[Region pointing data]

☆ ☆ ☆ ☆

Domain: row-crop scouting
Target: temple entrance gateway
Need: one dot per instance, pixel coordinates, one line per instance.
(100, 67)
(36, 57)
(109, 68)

☆ ☆ ☆ ☆

**THE TASK**. The answer is the line with "Target: temple entrance gateway" plus every line after it, printed exactly as they appear above.

**TASK RESULT**.
Target: temple entrance gateway
Need: one dot per instance, pixel coordinates, one line per instance.
(100, 67)
(36, 57)
(109, 68)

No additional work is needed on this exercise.